**Job:**
Please swap every "mushroom" in the material for "toadstool" and leave everything else unchanged, omitting the pictures from your answer.

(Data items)
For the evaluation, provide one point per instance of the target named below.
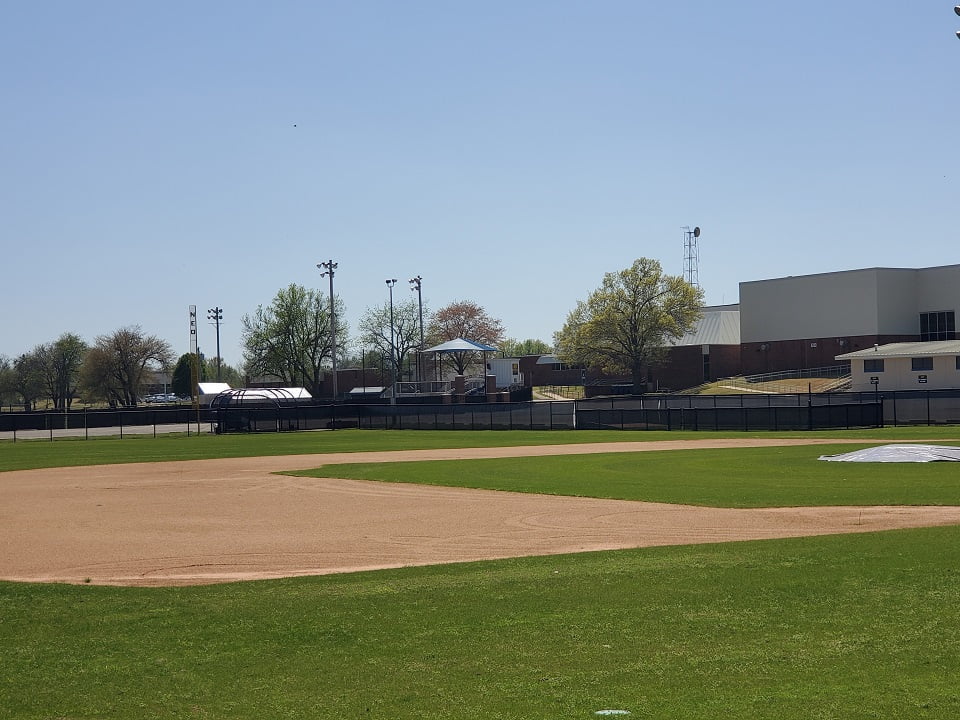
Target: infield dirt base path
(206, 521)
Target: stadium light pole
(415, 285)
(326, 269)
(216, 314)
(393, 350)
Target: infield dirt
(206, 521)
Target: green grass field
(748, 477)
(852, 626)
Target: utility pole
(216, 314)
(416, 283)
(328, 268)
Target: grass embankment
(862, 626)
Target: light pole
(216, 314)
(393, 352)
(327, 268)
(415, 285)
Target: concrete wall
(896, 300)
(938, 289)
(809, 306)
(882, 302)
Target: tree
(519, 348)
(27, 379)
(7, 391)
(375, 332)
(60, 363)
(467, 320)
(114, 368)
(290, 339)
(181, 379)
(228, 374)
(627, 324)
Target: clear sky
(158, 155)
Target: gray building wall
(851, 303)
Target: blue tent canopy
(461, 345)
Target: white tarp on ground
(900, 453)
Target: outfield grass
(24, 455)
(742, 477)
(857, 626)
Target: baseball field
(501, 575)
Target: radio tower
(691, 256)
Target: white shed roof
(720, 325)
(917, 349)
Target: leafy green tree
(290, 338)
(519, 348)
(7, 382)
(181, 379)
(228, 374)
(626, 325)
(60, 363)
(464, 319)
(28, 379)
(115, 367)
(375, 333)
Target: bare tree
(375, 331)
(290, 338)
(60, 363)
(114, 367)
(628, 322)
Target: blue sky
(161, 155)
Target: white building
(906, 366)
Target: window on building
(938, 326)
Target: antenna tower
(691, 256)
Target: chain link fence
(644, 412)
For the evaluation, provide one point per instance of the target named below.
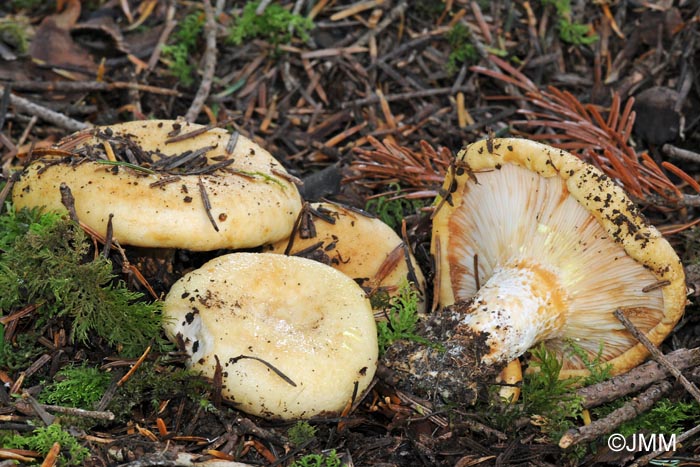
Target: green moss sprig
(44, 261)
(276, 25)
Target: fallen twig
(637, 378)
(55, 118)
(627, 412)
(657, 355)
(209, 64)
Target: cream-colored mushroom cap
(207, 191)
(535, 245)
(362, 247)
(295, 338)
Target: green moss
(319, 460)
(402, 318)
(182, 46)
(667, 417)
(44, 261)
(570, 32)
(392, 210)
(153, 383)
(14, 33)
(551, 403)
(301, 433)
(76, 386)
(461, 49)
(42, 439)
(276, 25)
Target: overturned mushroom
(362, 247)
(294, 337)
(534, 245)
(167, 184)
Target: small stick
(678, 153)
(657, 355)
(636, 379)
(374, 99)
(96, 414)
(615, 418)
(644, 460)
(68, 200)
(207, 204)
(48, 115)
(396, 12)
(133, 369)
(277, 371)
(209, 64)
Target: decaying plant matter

**Complete answer:**
For the evaluation, provide one point per instance of the target named below.
Target: infield dirt base path
(206, 521)
Target: stadium light pole
(415, 285)
(326, 269)
(216, 314)
(393, 350)
Target: infield dirt
(206, 521)
Target: green grass field
(748, 477)
(852, 626)
Target: utility pole
(216, 314)
(416, 283)
(328, 268)
Target: grass embankment
(862, 626)
Target: light pole
(216, 314)
(393, 352)
(327, 268)
(415, 285)
Target: concrete wall
(896, 300)
(938, 289)
(809, 306)
(882, 302)
Target: tree
(519, 348)
(27, 379)
(7, 391)
(375, 332)
(60, 363)
(467, 320)
(114, 368)
(290, 339)
(181, 379)
(228, 374)
(627, 324)
Target: clear sky
(158, 155)
Target: gray building wall
(851, 303)
Target: blue tent canopy
(461, 345)
Target: white tarp on ground
(900, 453)
Target: outfield grass
(24, 455)
(742, 477)
(857, 626)
Target: baseball field
(501, 575)
Target: radio tower
(691, 256)
Target: white shed roof
(720, 325)
(917, 349)
Target: leafy green tree
(290, 338)
(519, 348)
(7, 382)
(181, 379)
(228, 374)
(626, 325)
(60, 363)
(464, 319)
(28, 379)
(115, 367)
(375, 333)
Target: bare tree
(375, 331)
(290, 338)
(60, 363)
(114, 367)
(628, 322)
Target: blue sky
(161, 155)
Target: white building
(906, 366)
Target: window on building
(938, 326)
Target: antenna tower
(691, 256)
Target: chain link fence
(644, 412)
For the evaluation, provide one point per instance of the target named below.
Target: green moss sprig
(44, 261)
(276, 25)
Target: fallen twig
(637, 378)
(55, 118)
(627, 412)
(657, 355)
(209, 64)
Target: cream-colored toadstool cap
(207, 191)
(535, 245)
(362, 247)
(295, 338)
Target: green moss
(319, 460)
(402, 318)
(182, 46)
(667, 417)
(44, 261)
(570, 32)
(392, 210)
(153, 383)
(14, 33)
(551, 403)
(301, 433)
(76, 386)
(461, 49)
(42, 439)
(276, 25)
Target: overturned toadstool
(362, 247)
(294, 337)
(534, 245)
(167, 184)
Target: small stick
(678, 153)
(657, 355)
(636, 379)
(374, 99)
(96, 414)
(615, 418)
(644, 460)
(68, 200)
(207, 204)
(48, 115)
(396, 12)
(133, 369)
(277, 371)
(209, 64)
Target: decaying plant matter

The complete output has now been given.